■ **What to work on**
Return, with no changes, the lines running from the line that contains "trace --target=white-framed window" up to and including the line that contains "M200 109L199 109L199".

■ **Records for this exercise**
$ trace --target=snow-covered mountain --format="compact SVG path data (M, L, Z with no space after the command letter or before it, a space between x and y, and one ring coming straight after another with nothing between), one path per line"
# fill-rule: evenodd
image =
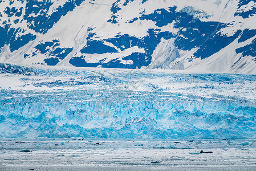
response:
M0 62L256 73L256 0L0 0Z

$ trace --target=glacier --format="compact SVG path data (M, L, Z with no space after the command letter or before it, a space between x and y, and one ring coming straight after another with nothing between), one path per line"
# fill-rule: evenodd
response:
M256 138L256 76L0 64L0 137Z

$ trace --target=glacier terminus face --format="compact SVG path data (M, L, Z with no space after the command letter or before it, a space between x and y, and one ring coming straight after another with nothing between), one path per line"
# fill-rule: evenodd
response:
M0 68L1 137L256 138L254 75Z

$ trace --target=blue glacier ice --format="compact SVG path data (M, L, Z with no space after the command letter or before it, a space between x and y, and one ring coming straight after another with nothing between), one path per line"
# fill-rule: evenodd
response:
M2 138L256 138L254 75L1 64L0 77Z

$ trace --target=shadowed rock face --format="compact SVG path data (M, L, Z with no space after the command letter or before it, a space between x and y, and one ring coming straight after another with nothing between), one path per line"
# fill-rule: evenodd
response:
M1 61L254 72L255 1L104 3L0 1Z
M1 137L256 138L255 75L10 64L0 71Z

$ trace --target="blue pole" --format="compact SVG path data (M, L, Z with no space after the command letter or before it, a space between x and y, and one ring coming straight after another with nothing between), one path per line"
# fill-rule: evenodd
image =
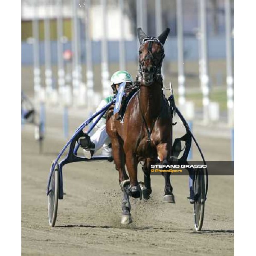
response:
M193 121L189 121L188 122L188 125L189 125L189 129L191 131L191 132L193 131ZM189 155L188 155L188 160L191 160L192 156L192 144L191 144L191 147L190 147L190 150L189 150Z
M64 137L67 139L68 137L68 109L66 106L64 107L63 113L63 130Z
M45 132L45 106L44 103L40 103L40 123L42 123L42 133L44 134Z
M231 159L233 162L235 161L235 130L231 129Z

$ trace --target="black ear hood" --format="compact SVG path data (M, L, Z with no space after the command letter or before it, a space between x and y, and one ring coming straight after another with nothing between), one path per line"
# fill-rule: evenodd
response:
M138 28L137 29L137 34L140 44L142 44L143 39L148 37L141 29L141 28Z
M170 29L167 28L157 38L159 41L162 43L163 45L164 44L168 36L168 35L170 32ZM141 43L140 43L141 44Z

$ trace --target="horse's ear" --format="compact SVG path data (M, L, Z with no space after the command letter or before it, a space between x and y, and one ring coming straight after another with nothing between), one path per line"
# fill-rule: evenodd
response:
M167 28L157 38L159 41L163 45L165 41L168 36L168 34L170 32L170 29Z
M138 28L137 29L137 33L138 34L138 38L140 41L140 44L142 44L143 39L146 38L148 36L143 32L141 28Z

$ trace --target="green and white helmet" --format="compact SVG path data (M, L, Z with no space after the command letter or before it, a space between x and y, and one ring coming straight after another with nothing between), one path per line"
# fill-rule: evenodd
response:
M123 82L133 82L131 76L127 71L119 70L115 72L111 77L111 84L117 84Z

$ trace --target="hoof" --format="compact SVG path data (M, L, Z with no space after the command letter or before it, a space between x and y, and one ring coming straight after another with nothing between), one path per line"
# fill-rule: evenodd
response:
M166 203L175 204L175 199L173 195L165 195L163 196L163 201Z
M146 187L143 186L142 189L142 195L143 198L146 200L149 198L150 194L152 193L151 188L148 189Z
M121 219L121 224L122 225L128 225L132 222L131 214L122 215Z

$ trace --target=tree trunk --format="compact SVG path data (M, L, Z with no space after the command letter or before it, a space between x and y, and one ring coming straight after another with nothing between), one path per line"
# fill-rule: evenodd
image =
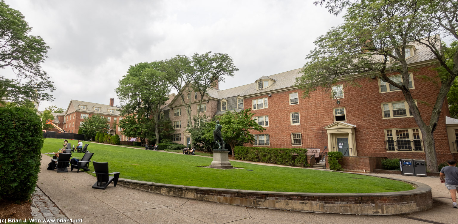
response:
M437 159L436 155L436 146L434 145L434 137L431 132L424 132L421 129L423 137L423 145L426 155L426 169L430 172L438 172Z

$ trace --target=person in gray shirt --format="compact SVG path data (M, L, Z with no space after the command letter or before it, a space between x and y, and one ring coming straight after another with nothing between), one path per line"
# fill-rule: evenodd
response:
M441 173L439 174L441 182L445 183L445 187L450 191L453 208L458 208L456 194L457 189L458 188L458 167L456 167L457 161L450 160L447 161L447 163L448 166L442 167L441 170Z

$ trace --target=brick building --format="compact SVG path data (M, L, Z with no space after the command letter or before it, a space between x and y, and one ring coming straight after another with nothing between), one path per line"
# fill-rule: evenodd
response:
M425 47L413 44L406 51L410 55L406 58L411 69L409 89L424 120L428 121L440 85L433 68L439 65ZM213 117L251 108L256 114L253 119L266 129L253 133L255 146L326 146L349 156L425 159L421 133L400 90L375 77L355 76L360 86L338 82L332 91L318 88L310 98L303 99L303 91L294 86L300 70L262 76L251 84L228 89L212 89L204 98L203 111ZM398 73L390 75L402 82ZM200 96L182 93L196 107ZM195 114L194 107L191 109ZM177 125L174 141L184 144L191 138L185 131L187 118L184 108L176 97L164 112L168 110L170 120ZM446 102L434 132L439 162L458 159L458 120L448 115Z

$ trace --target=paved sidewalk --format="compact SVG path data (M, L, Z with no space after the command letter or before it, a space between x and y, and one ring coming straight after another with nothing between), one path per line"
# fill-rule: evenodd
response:
M95 177L74 171L57 173L47 170L51 158L44 155L43 158L37 185L67 217L73 219L82 219L84 224L452 224L458 220L458 209L452 208L448 191L437 177L377 174L405 178L431 186L434 207L428 210L394 216L342 215L256 208L203 202L119 185L114 187L112 184L106 190L93 189L92 185L96 181Z

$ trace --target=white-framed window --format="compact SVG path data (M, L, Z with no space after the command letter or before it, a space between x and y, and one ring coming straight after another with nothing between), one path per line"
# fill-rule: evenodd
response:
M299 133L291 133L291 144L293 145L302 145L302 135Z
M409 73L409 89L415 89L414 84L414 76L412 75L412 73ZM403 82L402 76L401 75L396 75L392 76L389 76L390 79L391 79L395 83L396 83L399 85L402 85ZM378 78L379 82L379 90L380 93L387 93L389 92L393 92L394 91L399 91L400 90L397 87L395 87L394 86L385 82L384 82L382 79Z
M416 101L415 103L416 104ZM382 118L384 119L413 116L407 101L383 103L382 111Z
M267 108L267 98L253 99L252 100L252 102L253 109L259 109Z
M227 104L227 101L223 101L221 102L221 110L226 110L227 109L227 106L226 104Z
M424 151L421 133L418 128L385 130L387 151Z
M331 88L333 89L332 98L337 99L344 98L344 85L337 85L333 86Z
M300 118L299 117L299 112L290 113L289 115L291 118L291 125L300 124Z
M346 121L347 114L345 107L334 108L334 121Z
M200 109L199 109L199 107L200 108ZM207 111L207 104L201 104L201 105L200 105L200 107L198 105L197 105L197 110L199 111L199 112L206 112Z
M289 105L298 104L299 103L299 93L292 93L289 94Z
M255 146L269 146L270 145L270 140L269 138L269 134L267 135L254 135L255 137L255 142L253 144Z
M262 81L258 81L258 89L262 89Z
M243 108L243 99L239 99L237 100L237 108Z
M261 116L259 117L253 117L253 120L256 120L259 125L259 126L262 127L268 127L269 126L269 116Z
M181 134L173 134L173 141L181 141Z
M175 109L174 111L173 115L174 117L177 117L178 116L181 115L181 109L179 108L178 109Z

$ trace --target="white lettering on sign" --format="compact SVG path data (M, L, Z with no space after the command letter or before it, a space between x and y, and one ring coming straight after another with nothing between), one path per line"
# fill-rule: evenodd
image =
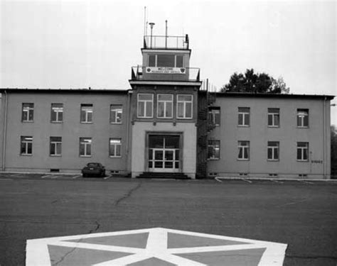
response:
M146 67L146 73L151 74L185 74L186 69L183 67Z

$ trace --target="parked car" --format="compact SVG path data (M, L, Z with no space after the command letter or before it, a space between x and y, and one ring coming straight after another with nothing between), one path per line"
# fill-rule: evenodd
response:
M83 177L98 175L99 177L105 177L105 167L100 162L89 162L82 170Z

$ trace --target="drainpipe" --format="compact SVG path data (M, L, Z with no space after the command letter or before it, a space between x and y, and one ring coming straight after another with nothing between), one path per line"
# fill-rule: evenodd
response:
M323 179L326 179L326 97L324 96L324 100L323 101Z
M4 171L6 163L6 137L7 134L7 109L8 109L8 94L5 90L6 102L5 102L5 115L4 118L4 138L2 139L2 171Z
M129 90L127 92L127 121L125 121L127 123L127 167L131 167L131 163L130 163L130 157L129 157L129 142L130 142L130 136L129 132L130 132L130 118L132 118L132 109L131 109L131 96L132 94L132 91Z

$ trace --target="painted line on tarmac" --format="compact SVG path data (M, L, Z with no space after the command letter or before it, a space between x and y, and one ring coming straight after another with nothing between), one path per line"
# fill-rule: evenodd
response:
M26 265L50 265L67 256L68 265L76 265L282 266L287 247L280 243L154 228L28 240Z
M41 177L41 178L47 178L47 177L52 177L51 174L47 174L47 175L43 175L43 177Z
M274 180L274 179L269 179L269 181L272 181L272 182L277 183L277 184L283 184L284 182L282 182L282 181L279 180Z
M11 174L11 177L22 177L23 175L22 174Z
M304 181L304 180L299 180L299 182L304 184L314 184L313 182L309 182L309 181Z

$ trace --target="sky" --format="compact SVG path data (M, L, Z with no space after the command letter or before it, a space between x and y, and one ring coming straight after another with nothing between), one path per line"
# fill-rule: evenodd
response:
M188 34L191 67L218 89L253 68L292 94L337 94L335 1L0 0L0 87L130 89L144 6L154 35L165 20Z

■ **Exercise output**
$ trace --target=white-framed window --format="compact SVG path data (M, L, Z with no space after the command letter or before it, a space between x and y, and one ring coming straight after another with nothing between), one path per line"
# fill-rule: evenodd
response:
M299 133L291 133L291 144L293 145L302 145L302 135Z
M409 73L409 89L415 89L414 84L414 76L412 75L412 73ZM403 82L402 76L401 75L396 75L392 76L389 76L390 79L391 79L395 83L396 83L399 85L402 85ZM378 78L379 82L379 90L380 93L387 93L389 92L393 92L394 91L399 91L400 90L397 87L395 87L394 86L385 82L384 82L382 79Z
M416 101L415 103L416 104ZM382 118L384 119L413 116L407 101L383 103L382 111Z
M267 108L267 98L253 99L252 100L252 102L253 109L259 109Z
M227 104L227 101L223 101L221 102L221 110L226 110L227 109L227 106L226 104Z
M424 151L421 133L418 128L385 130L387 151Z
M331 88L333 89L332 98L337 99L344 98L344 85L337 85L333 86Z
M300 118L299 117L299 112L290 113L289 115L291 118L291 125L300 124Z
M346 121L347 114L345 107L334 108L334 121Z
M200 109L199 109L199 107L200 108ZM207 111L207 104L201 104L201 105L200 105L200 107L198 105L197 105L197 110L199 111L199 112L206 112Z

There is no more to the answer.